### The task
Every entry below, from first to last, should be copied exactly.

### Records provided

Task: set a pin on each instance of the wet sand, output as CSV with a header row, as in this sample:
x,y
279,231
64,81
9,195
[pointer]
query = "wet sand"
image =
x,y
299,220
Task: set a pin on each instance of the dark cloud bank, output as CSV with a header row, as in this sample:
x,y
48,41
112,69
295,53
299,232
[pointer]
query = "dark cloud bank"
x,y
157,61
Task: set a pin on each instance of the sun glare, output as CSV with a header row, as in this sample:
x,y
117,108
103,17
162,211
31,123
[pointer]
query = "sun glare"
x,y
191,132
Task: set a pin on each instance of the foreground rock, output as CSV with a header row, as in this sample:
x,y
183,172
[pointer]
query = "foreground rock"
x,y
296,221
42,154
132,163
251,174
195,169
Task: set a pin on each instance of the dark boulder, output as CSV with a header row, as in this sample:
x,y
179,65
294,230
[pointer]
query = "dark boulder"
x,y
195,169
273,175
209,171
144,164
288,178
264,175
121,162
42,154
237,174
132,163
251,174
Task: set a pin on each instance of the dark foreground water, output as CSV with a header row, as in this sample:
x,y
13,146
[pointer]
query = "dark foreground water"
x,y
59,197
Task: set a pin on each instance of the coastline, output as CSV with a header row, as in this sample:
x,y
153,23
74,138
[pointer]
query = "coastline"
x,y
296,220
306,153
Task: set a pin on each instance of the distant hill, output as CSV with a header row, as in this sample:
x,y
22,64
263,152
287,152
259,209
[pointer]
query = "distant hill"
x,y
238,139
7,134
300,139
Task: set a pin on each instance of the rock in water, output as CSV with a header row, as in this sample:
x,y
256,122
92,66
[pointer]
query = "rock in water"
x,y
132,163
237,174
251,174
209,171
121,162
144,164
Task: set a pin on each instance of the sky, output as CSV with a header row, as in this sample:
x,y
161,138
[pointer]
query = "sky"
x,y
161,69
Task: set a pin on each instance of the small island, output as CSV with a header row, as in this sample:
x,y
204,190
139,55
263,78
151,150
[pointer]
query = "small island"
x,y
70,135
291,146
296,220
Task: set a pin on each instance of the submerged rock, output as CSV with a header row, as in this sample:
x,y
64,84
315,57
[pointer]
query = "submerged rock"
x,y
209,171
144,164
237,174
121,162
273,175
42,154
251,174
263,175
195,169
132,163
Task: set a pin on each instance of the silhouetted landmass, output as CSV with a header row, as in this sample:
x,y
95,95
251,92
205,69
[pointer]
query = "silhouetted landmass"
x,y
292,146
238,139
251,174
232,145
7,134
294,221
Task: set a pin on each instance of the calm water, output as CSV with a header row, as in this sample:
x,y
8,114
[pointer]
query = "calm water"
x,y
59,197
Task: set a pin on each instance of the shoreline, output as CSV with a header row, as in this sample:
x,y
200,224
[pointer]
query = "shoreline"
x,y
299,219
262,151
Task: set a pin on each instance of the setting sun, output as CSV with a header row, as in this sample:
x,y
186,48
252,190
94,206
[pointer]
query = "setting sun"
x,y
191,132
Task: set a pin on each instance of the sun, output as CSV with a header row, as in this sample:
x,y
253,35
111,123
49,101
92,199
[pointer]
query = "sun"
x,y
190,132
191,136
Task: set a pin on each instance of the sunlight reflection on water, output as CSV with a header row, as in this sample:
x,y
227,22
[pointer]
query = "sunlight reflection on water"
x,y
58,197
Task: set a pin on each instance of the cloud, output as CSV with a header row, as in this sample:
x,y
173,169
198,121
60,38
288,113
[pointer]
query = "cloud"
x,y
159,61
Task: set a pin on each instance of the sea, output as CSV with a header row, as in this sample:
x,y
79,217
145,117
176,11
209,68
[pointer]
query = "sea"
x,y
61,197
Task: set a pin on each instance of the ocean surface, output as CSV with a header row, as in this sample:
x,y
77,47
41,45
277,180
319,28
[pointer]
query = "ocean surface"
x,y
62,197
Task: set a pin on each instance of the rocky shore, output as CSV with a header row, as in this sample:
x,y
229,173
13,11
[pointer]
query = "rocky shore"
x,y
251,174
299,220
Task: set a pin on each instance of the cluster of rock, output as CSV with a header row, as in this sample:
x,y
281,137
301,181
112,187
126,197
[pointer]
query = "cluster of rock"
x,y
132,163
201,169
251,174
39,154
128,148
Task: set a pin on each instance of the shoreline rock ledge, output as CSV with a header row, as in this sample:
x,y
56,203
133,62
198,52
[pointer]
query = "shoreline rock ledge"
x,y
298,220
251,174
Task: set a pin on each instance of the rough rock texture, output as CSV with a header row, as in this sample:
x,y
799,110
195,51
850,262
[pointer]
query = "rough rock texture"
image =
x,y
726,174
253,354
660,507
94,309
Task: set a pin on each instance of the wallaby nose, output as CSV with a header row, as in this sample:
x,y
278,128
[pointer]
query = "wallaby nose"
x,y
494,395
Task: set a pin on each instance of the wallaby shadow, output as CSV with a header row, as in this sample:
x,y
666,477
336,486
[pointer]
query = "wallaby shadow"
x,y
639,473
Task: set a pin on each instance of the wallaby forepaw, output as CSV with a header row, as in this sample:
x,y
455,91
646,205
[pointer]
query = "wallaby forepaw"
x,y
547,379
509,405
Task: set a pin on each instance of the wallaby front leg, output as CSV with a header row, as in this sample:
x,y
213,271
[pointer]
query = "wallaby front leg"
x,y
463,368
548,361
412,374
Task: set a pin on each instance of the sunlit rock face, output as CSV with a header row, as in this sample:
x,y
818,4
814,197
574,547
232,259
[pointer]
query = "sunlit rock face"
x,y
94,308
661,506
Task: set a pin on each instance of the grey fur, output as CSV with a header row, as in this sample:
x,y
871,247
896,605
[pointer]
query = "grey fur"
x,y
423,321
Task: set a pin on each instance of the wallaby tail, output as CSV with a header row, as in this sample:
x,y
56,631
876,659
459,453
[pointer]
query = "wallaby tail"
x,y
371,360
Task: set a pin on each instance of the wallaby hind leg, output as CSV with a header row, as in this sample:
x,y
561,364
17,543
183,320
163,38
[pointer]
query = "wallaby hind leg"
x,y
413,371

### Result of the exercise
Task: set a pin on each instance of the wet sand, output as CSV with a header row, as in this sample:
x,y
279,231
64,81
9,195
[pointer]
query = "wet sand"
image =
x,y
299,220
Task: set a pin on each instance of the dark cloud bank, output as CSV with a header row, as in this sample:
x,y
48,41
112,69
295,53
299,232
[pointer]
query = "dark cloud bank"
x,y
157,61
Task: set a pin on each instance of the sun glare, output as CSV with a header row, as in this sample:
x,y
117,108
103,17
162,211
31,123
[pointer]
query = "sun glare"
x,y
191,132
Task: set a pin on each instance of the foreground rock, output as CSV with a header row, as in this sample:
x,y
183,172
[pointer]
query = "foreground rock"
x,y
296,221
42,154
132,163
251,174
195,169
Task: set a pin on each instance of the dark boulder, output as CSV with a header row, as in this sample:
x,y
179,65
294,230
[pointer]
query = "dark boulder"
x,y
195,169
273,175
209,171
144,164
288,178
264,175
121,162
42,154
237,174
132,163
251,174
Task: set a pin on each instance of the dark foreground water, output as CSV with a header row, as in this sample:
x,y
13,146
[pointer]
query = "dark foreground water"
x,y
59,197
Task: set a pin on each instance of the coastline, output as CSV with a header row, as in this sample:
x,y
153,23
74,138
[pointer]
query = "coastline"
x,y
296,220
306,153
Task: set a pin on each instance of the distant hill, output as CSV with a header row, as in this sample:
x,y
22,64
263,152
287,152
259,209
[pointer]
query = "distant hill"
x,y
238,139
7,134
300,139
Task: set a pin on each instance of the rock in water, output as CSV with a header row, as in this sample:
x,y
256,122
92,66
[pointer]
query = "rock in water"
x,y
132,163
237,174
251,174
209,171
121,162
144,164
Task: set a pin on each instance of the sky, output as CSV with a header row, as in this sample:
x,y
161,138
[pointer]
query = "sky"
x,y
161,69
Task: set a pin on each instance of the small island, output as CSV with a header row, as in this sample:
x,y
204,190
139,55
263,78
151,150
[pointer]
query = "small island"
x,y
70,135
291,146
296,220
Task: set a pin on each instance of the submerged rock, output as CSV with a header row, as in this sample:
x,y
64,84
315,57
[pointer]
query = "submerged rock"
x,y
209,171
144,164
237,174
121,162
273,175
42,154
251,174
263,175
195,169
132,163
Task: set a pin on each instance of the silhouetted landmass, output as CSV with a header row, as in this sample:
x,y
95,95
251,92
205,69
[pointer]
query = "silhouetted landmass"
x,y
292,146
238,139
251,174
232,145
7,134
294,221
Task: set a pin on each instance of the calm water, output as CSV with a header row, as in this sample:
x,y
8,114
[pointer]
query = "calm water"
x,y
59,197
Task: set a pin on each instance of the shoreline, output as CSV with a header row, as in this sample:
x,y
200,224
[pointer]
query = "shoreline"
x,y
299,219
262,151
Task: set a pin on each instance of the setting sun, output as CSV with a header row, as in this sample:
x,y
186,48
252,190
94,206
[pointer]
query = "setting sun"
x,y
191,132
Task: set a pin on each instance of the sun, output as CSV with a header row, as in this sample:
x,y
253,35
111,123
49,101
92,199
[pointer]
query = "sun"
x,y
190,132
191,136
Task: set a pin on each instance of the sunlight reflection on water, output as CSV with a header row, as in this sample:
x,y
227,22
[pointer]
query = "sunlight reflection on water"
x,y
58,197
Task: set a pin on each instance of the cloud, output as CSV with a header row, as in this sample:
x,y
173,169
198,121
60,38
288,113
[pointer]
query = "cloud"
x,y
159,61
Task: set a pin on each instance of the sea, output as CSV with a header row, as in this sample:
x,y
79,217
145,117
176,11
209,68
[pointer]
query = "sea"
x,y
61,197
Task: set a pin on each instance of the ocean surface, output as CSV with a header row, as in this sample:
x,y
77,47
41,45
277,180
319,28
[pointer]
query = "ocean surface"
x,y
62,197
Task: set a pin on each instance of the rocky shore, output as CSV with a header row, as in this sample:
x,y
229,173
13,11
[pointer]
query = "rocky shore"
x,y
251,174
299,220
Task: set a pin on each instance of the cluster of rock, output as CSV with a header row, as in this sample:
x,y
281,137
301,181
112,187
126,197
[pointer]
query = "cluster of rock"
x,y
132,163
201,169
251,174
39,154
128,148
Task: set a pin on each instance of the shoreline rock ledge, output as CSV with a header row, as in this sample:
x,y
56,203
133,62
198,52
[pointer]
query = "shoreline rock ledge"
x,y
298,220
251,174
Task: set a pin on each instance of the rough rock texture, output as CSV with a header row, as in this sample:
x,y
799,110
195,51
850,262
[pointer]
query = "rough rock texture"
image =
x,y
726,174
253,354
660,507
94,309
Task: set a pin on each instance of the wallaby nose, output as CSV with a header row, as in this sample:
x,y
278,128
[pointer]
query = "wallaby nose"
x,y
494,395
Task: set a pin on each instance of the wallaby shadow, output as CSV with a header row, as in this sample:
x,y
666,477
336,486
[pointer]
query = "wallaby shadow"
x,y
639,473
Task: set a pin on each instance of the wallaby forepaw, output as CSV with a header row, as in this sample:
x,y
455,91
646,205
[pointer]
query = "wallaby forepaw"
x,y
547,379
509,405
Task: set a pin on each instance of the wallaby front leg, output as CSV with a header row, as in this sample:
x,y
213,271
[pointer]
query = "wallaby front leg"
x,y
463,368
548,361
412,374
Task: set a pin on each instance of the sunlit rock face, output as CSV with a header row, as in this sample:
x,y
818,4
814,197
574,547
232,259
[pointer]
query = "sunlit rock face"
x,y
94,308
661,506
Task: set a pin on each instance of the grey fur, output as CSV with a header row, as in this sample:
x,y
871,247
896,605
[pointer]
query = "grey fur"
x,y
423,321
Task: set a pin on each instance of the wallaby tail, output as CSV with a header row, as in this sample:
x,y
56,631
876,659
459,453
[pointer]
query = "wallaby tail"
x,y
371,360
Task: set a pin on each instance of the wallaby hind leg, output as CSV with a header row, as in this sample:
x,y
561,364
17,543
183,320
163,38
[pointer]
query = "wallaby hind leg"
x,y
413,371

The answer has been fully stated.